### Directions for this task
The required answer is every line of the data containing the word "Coordinates".
The input Block Start
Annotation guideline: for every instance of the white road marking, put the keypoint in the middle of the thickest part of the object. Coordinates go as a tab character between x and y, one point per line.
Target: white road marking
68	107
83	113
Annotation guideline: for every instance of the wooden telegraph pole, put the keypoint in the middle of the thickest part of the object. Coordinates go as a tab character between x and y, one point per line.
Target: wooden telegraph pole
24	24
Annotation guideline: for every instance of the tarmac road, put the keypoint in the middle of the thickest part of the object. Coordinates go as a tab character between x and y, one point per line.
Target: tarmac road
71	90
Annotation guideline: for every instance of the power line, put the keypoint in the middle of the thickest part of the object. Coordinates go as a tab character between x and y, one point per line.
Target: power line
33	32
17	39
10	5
The input Block End
The input Block Start
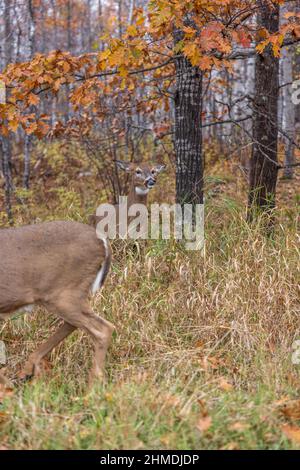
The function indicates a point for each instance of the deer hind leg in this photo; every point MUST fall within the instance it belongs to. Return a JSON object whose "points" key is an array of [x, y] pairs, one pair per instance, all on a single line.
The input Block End
### Reply
Annotation guideline: for every instance of the white road marking, put the keypoint in the middle of the thickest part of the object. Coordinates go as a tab character between x and y, one point per line.
Annotation guideline: for every instance of the wooden telegraph pole, put the keypoint in the middle of the thickest part of the object. Coordinates go as a tab character between x and y, one point per line.
Annotation guideline: for every instance of the tarmac road, put the keypoint in the middle of the thickest part of the object. Coordinates go as a tab character between x and y, one point per line.
Annotation guideline: for every instance of the power line, put the keypoint in the middle of the thickest part of the object. Coordinates go as a tab character between x and y, one point per line.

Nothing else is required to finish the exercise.